Please go through the records below and return every line holding the word "yellow".

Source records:
───

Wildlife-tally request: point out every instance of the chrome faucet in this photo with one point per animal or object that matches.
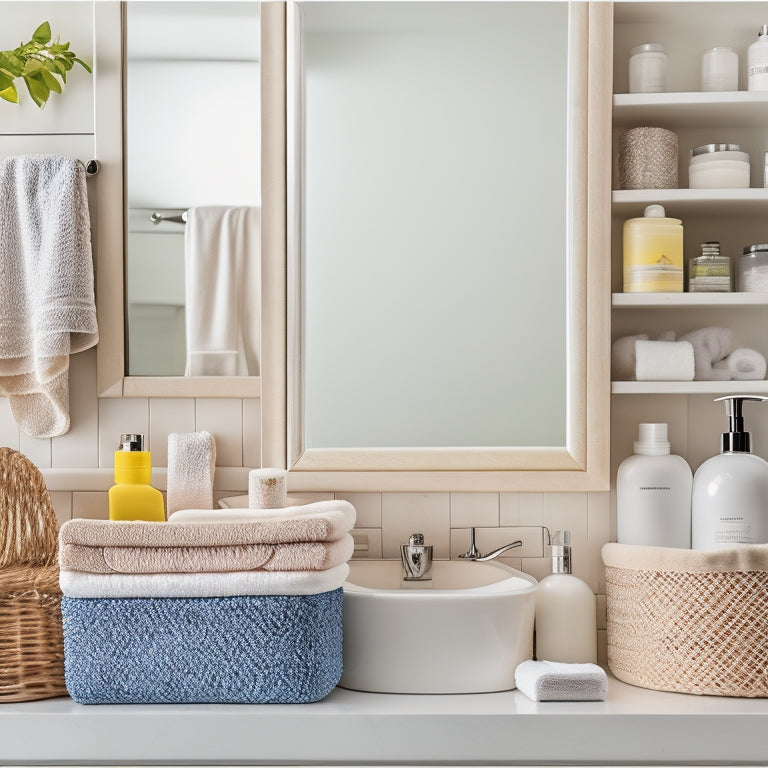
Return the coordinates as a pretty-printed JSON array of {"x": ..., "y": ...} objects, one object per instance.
[
  {"x": 473, "y": 553},
  {"x": 416, "y": 558}
]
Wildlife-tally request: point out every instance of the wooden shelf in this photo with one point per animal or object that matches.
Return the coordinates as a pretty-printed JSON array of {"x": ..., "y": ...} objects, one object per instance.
[
  {"x": 684, "y": 203},
  {"x": 683, "y": 300},
  {"x": 689, "y": 387},
  {"x": 726, "y": 109}
]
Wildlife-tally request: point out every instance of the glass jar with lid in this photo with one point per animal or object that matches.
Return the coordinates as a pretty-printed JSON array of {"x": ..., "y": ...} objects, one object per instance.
[
  {"x": 711, "y": 271},
  {"x": 752, "y": 269}
]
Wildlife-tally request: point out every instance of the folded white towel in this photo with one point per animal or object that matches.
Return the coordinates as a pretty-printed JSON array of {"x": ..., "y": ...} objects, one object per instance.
[
  {"x": 744, "y": 365},
  {"x": 664, "y": 360},
  {"x": 558, "y": 681},
  {"x": 46, "y": 290},
  {"x": 223, "y": 290},
  {"x": 94, "y": 585},
  {"x": 710, "y": 345},
  {"x": 191, "y": 465},
  {"x": 623, "y": 360},
  {"x": 339, "y": 512},
  {"x": 267, "y": 489}
]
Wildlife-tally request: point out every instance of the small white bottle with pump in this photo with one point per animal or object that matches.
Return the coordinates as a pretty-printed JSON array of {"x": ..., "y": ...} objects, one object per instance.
[
  {"x": 566, "y": 623},
  {"x": 730, "y": 491},
  {"x": 653, "y": 493}
]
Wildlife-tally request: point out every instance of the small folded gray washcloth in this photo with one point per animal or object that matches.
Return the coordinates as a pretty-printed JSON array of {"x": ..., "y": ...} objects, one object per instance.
[{"x": 558, "y": 681}]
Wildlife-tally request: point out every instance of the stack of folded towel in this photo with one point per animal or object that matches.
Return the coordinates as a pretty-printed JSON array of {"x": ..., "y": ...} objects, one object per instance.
[
  {"x": 212, "y": 606},
  {"x": 705, "y": 354}
]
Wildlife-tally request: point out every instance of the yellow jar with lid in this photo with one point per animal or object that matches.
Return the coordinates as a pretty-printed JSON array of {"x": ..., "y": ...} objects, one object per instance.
[{"x": 653, "y": 253}]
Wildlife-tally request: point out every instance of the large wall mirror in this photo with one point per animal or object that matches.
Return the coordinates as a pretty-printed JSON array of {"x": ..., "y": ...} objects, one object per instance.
[
  {"x": 444, "y": 246},
  {"x": 191, "y": 150}
]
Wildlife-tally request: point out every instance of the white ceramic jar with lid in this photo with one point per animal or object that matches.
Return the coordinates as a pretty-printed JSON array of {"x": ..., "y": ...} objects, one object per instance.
[
  {"x": 647, "y": 68},
  {"x": 718, "y": 166},
  {"x": 720, "y": 69}
]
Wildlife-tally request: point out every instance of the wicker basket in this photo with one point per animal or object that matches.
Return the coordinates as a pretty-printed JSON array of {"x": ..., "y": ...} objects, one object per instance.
[
  {"x": 691, "y": 622},
  {"x": 31, "y": 644}
]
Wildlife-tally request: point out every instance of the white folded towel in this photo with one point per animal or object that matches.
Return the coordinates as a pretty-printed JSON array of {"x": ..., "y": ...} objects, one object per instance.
[
  {"x": 191, "y": 466},
  {"x": 558, "y": 681},
  {"x": 744, "y": 365},
  {"x": 46, "y": 290},
  {"x": 233, "y": 583},
  {"x": 664, "y": 360},
  {"x": 623, "y": 361},
  {"x": 223, "y": 291},
  {"x": 340, "y": 513},
  {"x": 710, "y": 345}
]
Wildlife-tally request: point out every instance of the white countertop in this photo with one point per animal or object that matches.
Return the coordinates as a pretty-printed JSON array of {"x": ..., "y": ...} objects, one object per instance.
[{"x": 633, "y": 726}]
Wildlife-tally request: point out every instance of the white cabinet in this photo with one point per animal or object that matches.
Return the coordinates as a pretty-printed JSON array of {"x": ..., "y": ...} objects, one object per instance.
[{"x": 734, "y": 217}]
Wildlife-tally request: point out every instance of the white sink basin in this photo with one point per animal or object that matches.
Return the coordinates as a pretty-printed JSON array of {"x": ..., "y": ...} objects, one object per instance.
[{"x": 463, "y": 632}]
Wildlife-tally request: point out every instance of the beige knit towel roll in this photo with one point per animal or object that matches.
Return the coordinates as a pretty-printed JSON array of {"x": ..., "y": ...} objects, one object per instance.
[
  {"x": 303, "y": 556},
  {"x": 740, "y": 559},
  {"x": 329, "y": 524}
]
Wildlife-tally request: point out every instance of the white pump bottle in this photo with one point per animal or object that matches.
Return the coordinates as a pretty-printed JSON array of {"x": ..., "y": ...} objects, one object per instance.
[{"x": 729, "y": 504}]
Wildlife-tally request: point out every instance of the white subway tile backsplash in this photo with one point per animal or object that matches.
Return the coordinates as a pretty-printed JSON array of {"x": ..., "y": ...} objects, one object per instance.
[
  {"x": 252, "y": 432},
  {"x": 367, "y": 506},
  {"x": 478, "y": 509},
  {"x": 223, "y": 418},
  {"x": 405, "y": 513},
  {"x": 91, "y": 504},
  {"x": 119, "y": 416},
  {"x": 79, "y": 448},
  {"x": 167, "y": 415},
  {"x": 9, "y": 432}
]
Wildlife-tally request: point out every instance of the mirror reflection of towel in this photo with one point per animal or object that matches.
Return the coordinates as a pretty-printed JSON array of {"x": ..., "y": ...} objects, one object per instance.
[
  {"x": 47, "y": 309},
  {"x": 223, "y": 291}
]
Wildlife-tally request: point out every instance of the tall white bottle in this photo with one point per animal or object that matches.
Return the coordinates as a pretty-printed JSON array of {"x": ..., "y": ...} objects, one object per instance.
[
  {"x": 730, "y": 491},
  {"x": 653, "y": 493},
  {"x": 566, "y": 621}
]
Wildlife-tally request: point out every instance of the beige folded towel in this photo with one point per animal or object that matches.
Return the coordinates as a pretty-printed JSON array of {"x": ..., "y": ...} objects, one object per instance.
[
  {"x": 322, "y": 526},
  {"x": 302, "y": 556}
]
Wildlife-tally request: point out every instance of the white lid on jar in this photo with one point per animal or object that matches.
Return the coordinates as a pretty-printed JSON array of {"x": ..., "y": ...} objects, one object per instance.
[{"x": 647, "y": 48}]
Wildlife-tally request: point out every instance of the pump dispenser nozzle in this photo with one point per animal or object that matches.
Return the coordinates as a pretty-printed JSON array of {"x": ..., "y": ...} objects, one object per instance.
[{"x": 736, "y": 440}]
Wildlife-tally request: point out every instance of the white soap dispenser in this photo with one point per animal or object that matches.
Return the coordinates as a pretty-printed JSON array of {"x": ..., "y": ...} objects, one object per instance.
[
  {"x": 729, "y": 505},
  {"x": 566, "y": 621}
]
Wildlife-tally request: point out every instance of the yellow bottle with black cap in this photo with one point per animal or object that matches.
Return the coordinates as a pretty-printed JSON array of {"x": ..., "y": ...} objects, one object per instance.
[{"x": 132, "y": 497}]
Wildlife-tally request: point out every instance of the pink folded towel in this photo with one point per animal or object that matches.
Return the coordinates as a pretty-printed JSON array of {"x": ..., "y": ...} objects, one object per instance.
[{"x": 302, "y": 556}]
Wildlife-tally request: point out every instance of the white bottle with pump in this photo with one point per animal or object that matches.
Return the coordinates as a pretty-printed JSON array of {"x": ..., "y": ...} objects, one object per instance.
[
  {"x": 653, "y": 493},
  {"x": 730, "y": 491},
  {"x": 566, "y": 622}
]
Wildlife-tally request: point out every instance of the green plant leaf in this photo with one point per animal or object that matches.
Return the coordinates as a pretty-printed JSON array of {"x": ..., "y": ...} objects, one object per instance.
[
  {"x": 10, "y": 94},
  {"x": 38, "y": 90},
  {"x": 42, "y": 34},
  {"x": 50, "y": 81}
]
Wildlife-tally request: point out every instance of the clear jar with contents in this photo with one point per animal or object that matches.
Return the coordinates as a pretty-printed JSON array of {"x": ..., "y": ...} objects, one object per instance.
[
  {"x": 710, "y": 272},
  {"x": 718, "y": 166},
  {"x": 647, "y": 68},
  {"x": 752, "y": 269}
]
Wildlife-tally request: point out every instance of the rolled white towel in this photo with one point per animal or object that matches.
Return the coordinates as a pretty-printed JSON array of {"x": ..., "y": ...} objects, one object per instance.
[
  {"x": 267, "y": 489},
  {"x": 558, "y": 681},
  {"x": 710, "y": 345},
  {"x": 744, "y": 365},
  {"x": 191, "y": 464},
  {"x": 664, "y": 360},
  {"x": 623, "y": 357}
]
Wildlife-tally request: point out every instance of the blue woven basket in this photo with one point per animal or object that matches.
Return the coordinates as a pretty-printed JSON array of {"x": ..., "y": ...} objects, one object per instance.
[{"x": 259, "y": 650}]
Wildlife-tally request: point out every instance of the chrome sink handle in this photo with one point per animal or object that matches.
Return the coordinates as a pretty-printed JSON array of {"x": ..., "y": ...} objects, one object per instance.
[{"x": 474, "y": 554}]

───

_Task output:_
Wildlife-tally request: point out every instance of the yellow jar with lid in this photo with one point per animal or object that matches.
Wildlife-tally request: point out every instance of the yellow bottle with black cap in this photo with one point per animal or object that matches.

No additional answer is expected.